- Source data
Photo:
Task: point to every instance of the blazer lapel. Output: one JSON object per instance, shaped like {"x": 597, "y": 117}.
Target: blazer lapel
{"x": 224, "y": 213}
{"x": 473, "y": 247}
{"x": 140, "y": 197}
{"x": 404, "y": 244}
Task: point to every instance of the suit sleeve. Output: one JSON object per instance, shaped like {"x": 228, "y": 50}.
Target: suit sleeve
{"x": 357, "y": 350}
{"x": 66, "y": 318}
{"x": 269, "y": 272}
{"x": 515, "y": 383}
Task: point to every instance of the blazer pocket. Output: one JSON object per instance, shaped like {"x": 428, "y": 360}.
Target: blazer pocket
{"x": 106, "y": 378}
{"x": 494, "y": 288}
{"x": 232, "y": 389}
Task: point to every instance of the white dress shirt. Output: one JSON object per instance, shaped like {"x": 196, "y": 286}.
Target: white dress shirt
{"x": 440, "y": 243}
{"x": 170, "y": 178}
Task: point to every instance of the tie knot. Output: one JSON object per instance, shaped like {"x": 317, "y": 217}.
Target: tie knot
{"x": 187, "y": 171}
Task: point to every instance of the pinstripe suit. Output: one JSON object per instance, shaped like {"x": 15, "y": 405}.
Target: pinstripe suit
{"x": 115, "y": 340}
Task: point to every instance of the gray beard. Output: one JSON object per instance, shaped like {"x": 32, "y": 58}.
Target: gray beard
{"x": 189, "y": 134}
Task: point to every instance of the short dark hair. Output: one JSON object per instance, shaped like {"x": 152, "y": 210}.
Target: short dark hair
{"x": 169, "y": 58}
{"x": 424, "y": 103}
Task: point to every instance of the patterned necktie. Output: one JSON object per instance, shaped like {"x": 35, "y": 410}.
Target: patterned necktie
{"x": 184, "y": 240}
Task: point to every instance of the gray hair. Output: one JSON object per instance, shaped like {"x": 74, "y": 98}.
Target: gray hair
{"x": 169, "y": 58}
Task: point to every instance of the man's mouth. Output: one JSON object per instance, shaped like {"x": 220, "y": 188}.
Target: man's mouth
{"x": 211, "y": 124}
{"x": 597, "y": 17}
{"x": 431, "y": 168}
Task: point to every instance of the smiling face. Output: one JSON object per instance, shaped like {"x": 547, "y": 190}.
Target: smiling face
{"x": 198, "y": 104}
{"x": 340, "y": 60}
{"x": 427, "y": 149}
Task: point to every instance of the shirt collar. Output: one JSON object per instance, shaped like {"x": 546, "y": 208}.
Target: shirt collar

- Work instructions
Retype the records exactly.

- Exercise result
Photo:
Task: point to every instance of the blazer lapel. Output: one JSON object per instance, shaped like {"x": 597, "y": 117}.
Target: blazer lapel
{"x": 224, "y": 213}
{"x": 473, "y": 247}
{"x": 140, "y": 197}
{"x": 404, "y": 244}
Task: point to every instance of the suit sleeve. Output: one JSON object per instance, shaped like {"x": 228, "y": 50}.
Target: suit sleeve
{"x": 357, "y": 350}
{"x": 66, "y": 318}
{"x": 269, "y": 272}
{"x": 515, "y": 383}
Task: point to every instance of the blazer pocket. Output: one JSON object per instance, shaped like {"x": 428, "y": 360}.
Target: blazer pocket
{"x": 106, "y": 378}
{"x": 494, "y": 288}
{"x": 232, "y": 389}
Task: point to every instance of the white dress shirt. Output: one JSON object per instance, shaped like {"x": 196, "y": 286}.
Target: white dress shirt
{"x": 440, "y": 243}
{"x": 170, "y": 178}
Task: point to every instance of the tie knot. Output: one JSON object per instance, shaped like {"x": 317, "y": 217}.
Target: tie knot
{"x": 187, "y": 171}
Task: point to every instance of the pinstripe suit. Output: one JSON object per instance, shaped like {"x": 15, "y": 405}.
Target: pinstripe suit
{"x": 115, "y": 340}
Task: point to every instance of the gray beard. Output: one JSON object per instance, shaped like {"x": 32, "y": 58}.
Target: gray beard
{"x": 189, "y": 134}
Task: point to every instance of the short dark hair. Output: one JSON object per instance, shaped like {"x": 152, "y": 210}.
Target: short dark hair
{"x": 169, "y": 58}
{"x": 424, "y": 103}
Task: point to every instance of the patterned necktie. Output: one JSON object per instance, shaped like {"x": 35, "y": 410}.
Target: patterned necktie
{"x": 184, "y": 240}
Task: point to every instance of the gray hair. Output: one JSON object per instance, shaped like {"x": 74, "y": 98}.
Target: gray hair
{"x": 169, "y": 58}
Task: point to every instance of the man's mouth. Output: one JSON object per instance, shaped like {"x": 220, "y": 188}.
Target: man's mouth
{"x": 211, "y": 124}
{"x": 597, "y": 17}
{"x": 431, "y": 168}
Task: point to every instance of the smiling face. Output: one JSON object per instance, shaped like {"x": 547, "y": 190}.
Target: smiling face
{"x": 198, "y": 104}
{"x": 340, "y": 60}
{"x": 427, "y": 149}
Task: point to every instance of the shirt collar. Output: one JSON object per instance, shaped like {"x": 546, "y": 208}.
Target: shirt collar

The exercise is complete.